EVOLUTION NEVER SLEEPS
I agree that the title is half the hook, but it is the vivid, although simple, description that draws me in. I can see the truck working its way up the road, the deer nothing more than a speed bump to it. The opening suggest something bigger is about to happen, and I want to know what that something is.

THE TERRIBLE LIZARDS OF LUNA
all the signs of a Sci-fi who-dun-it. As a fan of many SF mysteries, this one has me hooked. I want to know what these creatures are and why they couldn’t do whatever they couldn’t do. The fact Kirk is dismissive convinces me that he shouldn’t be.

I have never bought an Asimov. Plenty of Analog’s and Fantasy and Science Fiction. Based on these examples I will have to change my choices of reading material.

[This message has been edited by snapper (edited July 03, 2009).]
 


Posted by Robert Nowall (Member # 2764) on :
 
That seems odd. Why would you not buy Asimov's, if you're going to make the effort and buy Analog and F & SF? I subscribe to all three. (I rarely read them from cover to cover, but that's another story.)
 
Posted by snapper (Member # 7299) on :
 
Because Robert. I only buy one when I come across it. Bookstores, Wallmart, Newstands. They are getting harder to find. I just do not have the time to read all three and their content is not entertaining enough to me to justify the expense. I would rather spend the money on a book. Plenty good authors out there that I wouldn't be dissatisfied with my purchase.
 
Posted by Robert Nowall (Member # 2764) on :
 
That's why I subscribe to them...it'd cost less than newsstand price, no more than four or five good books, and it'd come to your mailbox every issue.

Set exercise a
Show every line in the entries that contains the string "price", matching case exactly.
The forum thread and the entries are unrelated material.

Given records
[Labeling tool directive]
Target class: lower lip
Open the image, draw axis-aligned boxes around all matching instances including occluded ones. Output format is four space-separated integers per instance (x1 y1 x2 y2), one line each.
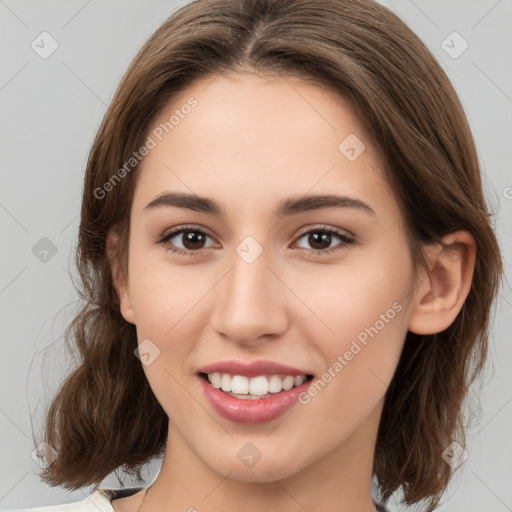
199 376 313 424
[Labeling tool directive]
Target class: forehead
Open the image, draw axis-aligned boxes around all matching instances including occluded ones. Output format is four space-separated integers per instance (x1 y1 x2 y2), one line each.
135 75 393 222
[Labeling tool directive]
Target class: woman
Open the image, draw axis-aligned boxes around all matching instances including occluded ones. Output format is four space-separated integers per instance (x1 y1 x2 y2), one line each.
9 0 502 512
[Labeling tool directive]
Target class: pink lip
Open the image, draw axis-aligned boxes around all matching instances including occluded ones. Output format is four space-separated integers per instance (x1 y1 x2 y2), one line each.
198 376 313 424
199 359 311 377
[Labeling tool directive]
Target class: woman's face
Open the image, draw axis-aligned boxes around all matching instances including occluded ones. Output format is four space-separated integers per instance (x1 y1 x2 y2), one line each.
121 75 418 482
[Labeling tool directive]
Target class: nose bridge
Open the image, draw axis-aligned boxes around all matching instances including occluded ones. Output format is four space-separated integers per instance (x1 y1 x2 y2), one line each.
212 237 286 343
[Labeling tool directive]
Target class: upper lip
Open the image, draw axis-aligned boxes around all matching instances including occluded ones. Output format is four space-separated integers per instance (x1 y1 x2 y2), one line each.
198 359 312 377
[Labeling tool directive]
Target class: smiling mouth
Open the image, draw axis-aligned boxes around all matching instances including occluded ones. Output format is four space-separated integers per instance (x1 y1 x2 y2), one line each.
199 372 313 400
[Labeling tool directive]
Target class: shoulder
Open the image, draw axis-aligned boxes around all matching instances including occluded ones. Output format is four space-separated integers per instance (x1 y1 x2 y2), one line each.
0 487 143 512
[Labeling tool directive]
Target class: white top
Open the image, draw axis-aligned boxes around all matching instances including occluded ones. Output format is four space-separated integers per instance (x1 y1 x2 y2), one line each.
2 487 144 512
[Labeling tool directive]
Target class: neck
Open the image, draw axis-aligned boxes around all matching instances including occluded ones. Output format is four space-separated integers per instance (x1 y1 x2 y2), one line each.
138 407 381 512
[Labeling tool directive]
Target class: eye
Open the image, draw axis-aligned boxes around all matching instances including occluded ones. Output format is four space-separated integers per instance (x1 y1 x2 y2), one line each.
157 226 354 256
298 226 354 256
158 226 217 256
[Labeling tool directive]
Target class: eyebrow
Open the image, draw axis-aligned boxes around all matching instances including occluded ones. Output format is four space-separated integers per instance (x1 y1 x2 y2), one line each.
145 192 376 219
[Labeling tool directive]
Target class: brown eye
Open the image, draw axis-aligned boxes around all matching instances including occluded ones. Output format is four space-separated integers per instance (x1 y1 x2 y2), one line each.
299 228 354 255
159 228 214 254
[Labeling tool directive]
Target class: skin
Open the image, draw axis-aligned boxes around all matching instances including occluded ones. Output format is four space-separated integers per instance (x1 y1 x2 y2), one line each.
110 74 475 512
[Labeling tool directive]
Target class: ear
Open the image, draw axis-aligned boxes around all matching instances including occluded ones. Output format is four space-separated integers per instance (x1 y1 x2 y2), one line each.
106 230 135 324
409 231 476 334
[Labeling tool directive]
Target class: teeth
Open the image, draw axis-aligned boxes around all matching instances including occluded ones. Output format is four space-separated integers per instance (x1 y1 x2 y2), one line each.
204 372 306 396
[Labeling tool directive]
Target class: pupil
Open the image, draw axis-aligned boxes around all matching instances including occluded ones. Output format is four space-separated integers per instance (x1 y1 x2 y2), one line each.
183 231 204 250
309 233 331 249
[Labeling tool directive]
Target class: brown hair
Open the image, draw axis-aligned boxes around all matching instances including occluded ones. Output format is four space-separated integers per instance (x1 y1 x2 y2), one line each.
36 0 502 508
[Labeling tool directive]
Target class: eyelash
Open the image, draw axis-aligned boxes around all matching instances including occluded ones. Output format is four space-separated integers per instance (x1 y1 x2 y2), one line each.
157 226 354 256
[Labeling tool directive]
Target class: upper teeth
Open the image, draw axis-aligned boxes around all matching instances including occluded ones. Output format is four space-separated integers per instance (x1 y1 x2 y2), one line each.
208 372 306 396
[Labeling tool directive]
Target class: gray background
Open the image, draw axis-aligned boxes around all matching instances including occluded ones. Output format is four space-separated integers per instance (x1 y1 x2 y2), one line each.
0 0 512 512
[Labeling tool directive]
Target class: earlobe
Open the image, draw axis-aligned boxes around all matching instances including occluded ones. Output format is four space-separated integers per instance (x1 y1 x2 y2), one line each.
409 231 476 334
106 231 135 324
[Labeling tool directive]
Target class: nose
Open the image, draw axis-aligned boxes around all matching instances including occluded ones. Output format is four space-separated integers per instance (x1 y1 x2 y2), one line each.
211 243 290 348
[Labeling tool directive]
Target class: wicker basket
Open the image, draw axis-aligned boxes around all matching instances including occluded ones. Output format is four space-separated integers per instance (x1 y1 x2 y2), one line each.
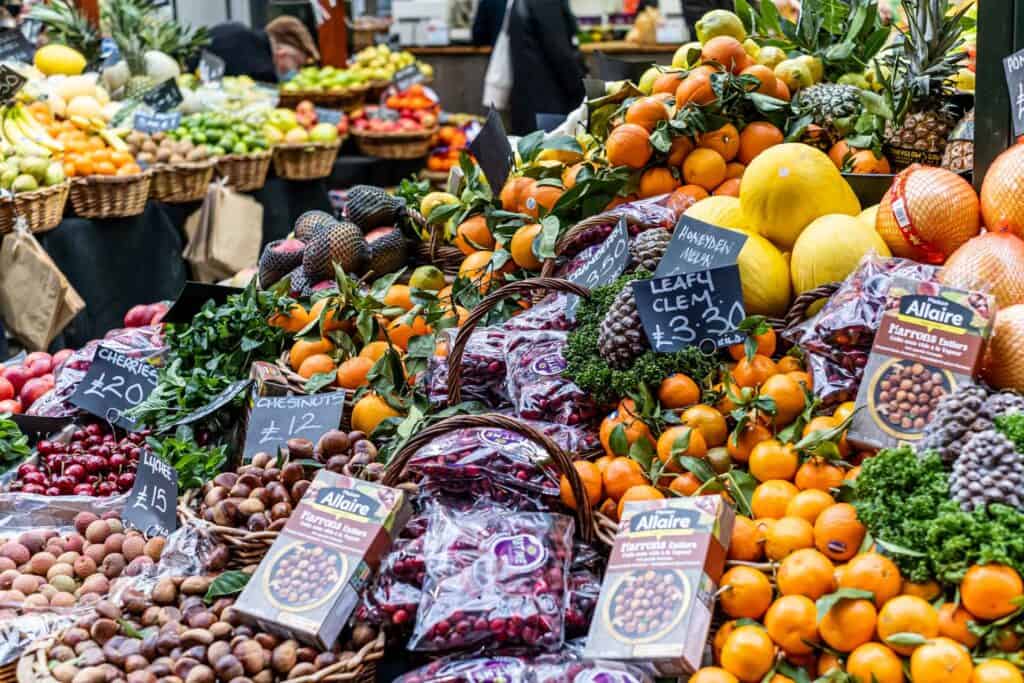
216 152 270 193
71 170 153 218
278 85 370 112
352 126 439 159
273 138 344 180
0 180 71 235
150 159 214 204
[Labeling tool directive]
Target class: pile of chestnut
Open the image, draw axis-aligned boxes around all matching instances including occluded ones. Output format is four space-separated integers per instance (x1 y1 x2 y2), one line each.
37 575 377 683
0 512 164 622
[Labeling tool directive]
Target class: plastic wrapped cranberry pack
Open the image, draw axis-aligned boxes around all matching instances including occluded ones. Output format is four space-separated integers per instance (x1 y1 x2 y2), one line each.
505 332 597 425
409 506 574 652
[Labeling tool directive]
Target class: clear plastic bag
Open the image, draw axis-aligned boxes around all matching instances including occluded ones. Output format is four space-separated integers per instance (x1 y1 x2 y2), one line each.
409 507 574 652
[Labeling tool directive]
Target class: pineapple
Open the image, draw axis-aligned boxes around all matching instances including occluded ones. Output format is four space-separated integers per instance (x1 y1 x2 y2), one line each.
884 0 967 166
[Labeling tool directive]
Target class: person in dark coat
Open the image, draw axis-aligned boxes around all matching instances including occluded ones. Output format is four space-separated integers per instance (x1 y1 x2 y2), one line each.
509 0 584 135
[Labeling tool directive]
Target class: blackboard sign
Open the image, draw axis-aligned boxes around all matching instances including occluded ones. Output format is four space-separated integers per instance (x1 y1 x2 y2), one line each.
199 50 227 83
0 29 36 65
0 65 29 102
69 345 157 431
632 264 746 353
161 380 253 433
469 109 513 193
654 216 746 278
243 391 345 460
132 111 181 133
1002 50 1024 137
121 449 178 537
394 61 427 92
314 106 344 126
142 78 182 112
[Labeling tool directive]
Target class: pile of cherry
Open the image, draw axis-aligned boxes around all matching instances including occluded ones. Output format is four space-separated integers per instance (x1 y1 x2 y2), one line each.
10 422 147 497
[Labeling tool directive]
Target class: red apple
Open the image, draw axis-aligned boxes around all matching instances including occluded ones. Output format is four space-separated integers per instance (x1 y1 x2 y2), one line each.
0 398 22 415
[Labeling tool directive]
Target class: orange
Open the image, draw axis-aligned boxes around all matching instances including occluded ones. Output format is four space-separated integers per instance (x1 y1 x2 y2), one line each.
338 355 374 389
765 517 814 560
359 341 391 362
640 166 679 199
382 285 413 310
775 548 836 600
683 147 725 191
626 97 669 132
657 425 708 472
732 353 778 388
814 503 867 561
910 638 970 683
288 338 334 372
785 488 836 524
761 375 807 428
961 564 1024 620
558 460 603 510
939 602 978 649
604 121 651 168
690 667 737 683
846 643 903 683
680 403 729 447
818 600 877 652
725 422 774 464
736 121 785 165
722 626 775 683
728 515 764 562
352 393 401 435
657 373 700 409
601 456 647 503
839 552 903 608
794 458 845 490
879 595 939 654
298 353 335 379
971 659 1024 683
509 223 542 270
697 123 739 161
618 484 665 519
746 438 798 481
751 479 800 519
765 595 818 654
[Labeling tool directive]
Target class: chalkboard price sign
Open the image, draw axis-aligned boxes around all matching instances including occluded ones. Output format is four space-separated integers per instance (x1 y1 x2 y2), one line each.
244 391 345 460
632 264 746 353
123 449 178 537
69 346 157 431
132 112 181 133
142 78 182 112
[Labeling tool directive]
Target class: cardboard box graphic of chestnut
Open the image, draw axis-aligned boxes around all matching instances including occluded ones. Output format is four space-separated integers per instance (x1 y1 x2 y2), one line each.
237 470 410 648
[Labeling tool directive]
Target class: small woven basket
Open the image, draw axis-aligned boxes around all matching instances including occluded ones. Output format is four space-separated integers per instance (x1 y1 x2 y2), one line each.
0 180 71 235
71 170 153 218
150 159 214 204
352 126 439 159
273 138 344 180
216 152 270 193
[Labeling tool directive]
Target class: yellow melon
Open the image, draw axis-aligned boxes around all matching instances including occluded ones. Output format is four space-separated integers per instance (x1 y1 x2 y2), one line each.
739 142 860 251
790 214 891 294
876 165 981 263
942 232 1024 308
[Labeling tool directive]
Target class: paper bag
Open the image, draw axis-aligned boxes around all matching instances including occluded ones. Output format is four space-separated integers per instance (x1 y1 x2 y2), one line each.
184 182 263 283
0 224 85 350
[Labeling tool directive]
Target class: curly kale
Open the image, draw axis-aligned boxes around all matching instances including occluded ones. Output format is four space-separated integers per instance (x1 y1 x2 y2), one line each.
563 270 716 411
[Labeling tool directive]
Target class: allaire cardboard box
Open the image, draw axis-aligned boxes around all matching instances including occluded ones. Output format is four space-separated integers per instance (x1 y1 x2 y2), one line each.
584 496 735 676
236 470 410 649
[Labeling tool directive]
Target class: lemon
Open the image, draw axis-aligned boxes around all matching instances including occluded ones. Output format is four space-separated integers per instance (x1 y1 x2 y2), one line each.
695 9 746 43
34 44 85 76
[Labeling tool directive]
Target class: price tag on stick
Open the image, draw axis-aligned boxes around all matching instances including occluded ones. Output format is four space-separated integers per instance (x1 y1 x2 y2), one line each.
243 391 345 461
69 345 157 431
469 110 513 194
122 449 178 537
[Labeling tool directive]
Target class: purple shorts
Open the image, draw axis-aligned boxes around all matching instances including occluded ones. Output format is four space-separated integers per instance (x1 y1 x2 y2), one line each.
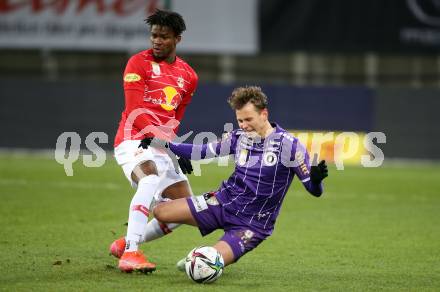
187 193 268 261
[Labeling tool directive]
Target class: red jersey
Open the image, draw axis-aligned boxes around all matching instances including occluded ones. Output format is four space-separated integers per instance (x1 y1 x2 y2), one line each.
114 49 198 147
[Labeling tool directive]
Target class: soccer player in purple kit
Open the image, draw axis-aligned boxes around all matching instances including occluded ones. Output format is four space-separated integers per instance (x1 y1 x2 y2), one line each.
141 86 328 265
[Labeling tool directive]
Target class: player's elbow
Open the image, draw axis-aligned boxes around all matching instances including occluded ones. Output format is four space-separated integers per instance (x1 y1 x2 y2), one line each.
310 190 323 198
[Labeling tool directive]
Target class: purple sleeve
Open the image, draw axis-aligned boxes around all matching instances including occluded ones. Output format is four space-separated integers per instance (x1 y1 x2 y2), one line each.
292 141 323 197
169 134 236 160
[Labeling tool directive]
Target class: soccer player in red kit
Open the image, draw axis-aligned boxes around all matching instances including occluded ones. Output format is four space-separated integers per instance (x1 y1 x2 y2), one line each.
110 10 198 272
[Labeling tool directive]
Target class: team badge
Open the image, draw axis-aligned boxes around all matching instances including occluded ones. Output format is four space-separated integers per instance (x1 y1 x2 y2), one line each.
124 73 141 82
151 62 160 76
177 77 185 88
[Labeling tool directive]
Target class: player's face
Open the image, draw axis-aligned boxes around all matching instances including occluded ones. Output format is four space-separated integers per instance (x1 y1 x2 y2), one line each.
235 102 268 136
150 25 181 61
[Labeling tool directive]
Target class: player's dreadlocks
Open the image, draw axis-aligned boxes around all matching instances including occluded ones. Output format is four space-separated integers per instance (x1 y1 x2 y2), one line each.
145 9 186 36
228 86 267 111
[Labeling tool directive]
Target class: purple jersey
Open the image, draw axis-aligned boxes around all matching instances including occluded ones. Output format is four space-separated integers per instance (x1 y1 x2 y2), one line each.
170 124 322 234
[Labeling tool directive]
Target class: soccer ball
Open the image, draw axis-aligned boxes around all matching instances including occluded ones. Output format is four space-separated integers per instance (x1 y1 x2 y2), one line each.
185 246 225 283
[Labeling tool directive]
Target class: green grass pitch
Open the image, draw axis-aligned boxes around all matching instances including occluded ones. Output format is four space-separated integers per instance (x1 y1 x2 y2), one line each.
0 154 440 291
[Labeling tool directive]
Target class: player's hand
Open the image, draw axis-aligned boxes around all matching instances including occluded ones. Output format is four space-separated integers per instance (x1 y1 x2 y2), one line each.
177 157 193 174
139 138 169 149
310 160 328 185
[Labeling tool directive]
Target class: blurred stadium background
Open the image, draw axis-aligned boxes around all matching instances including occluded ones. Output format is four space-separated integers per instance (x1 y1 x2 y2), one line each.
0 0 440 160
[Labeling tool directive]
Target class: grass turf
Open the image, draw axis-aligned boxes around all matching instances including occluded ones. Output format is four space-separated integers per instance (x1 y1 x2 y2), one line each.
0 154 440 291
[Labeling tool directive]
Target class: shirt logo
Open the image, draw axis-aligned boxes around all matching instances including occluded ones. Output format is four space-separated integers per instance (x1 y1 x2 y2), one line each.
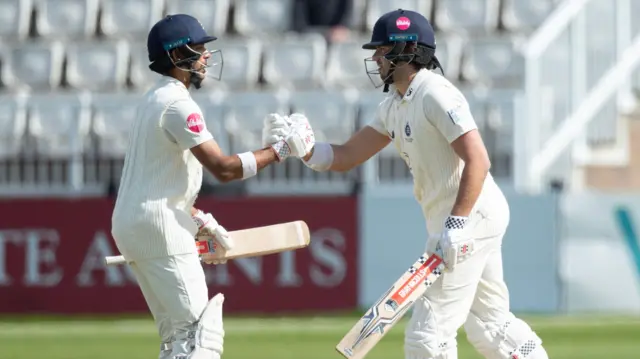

Set exercise b
Reproduce the forum thread word for word from "EVOLUTION NEVER SLEEPS" to "he shouldn’t be.".

Task output a
Target class: chalkboard price sign
Target class: price tag on stick

Task output b
EVOLUTION NEVER SLEEPS
I agree that the title is half the hook, but it is the vivid, although simple, description that draws me in. I can see the truck working its way up the road, the deer nothing more than a speed bump to it. The opening suggest something bigger is about to happen, and I want to know what that something is.

THE TERRIBLE LIZARDS OF LUNA
all the signs of a Sci-fi who-dun-it. As a fan of many SF mysteries, this one has me hooked. I want to know what these creatures are and why they couldn’t do whatever they couldn’t do. The fact Kirk is dismissive convinces me that he shouldn’t be.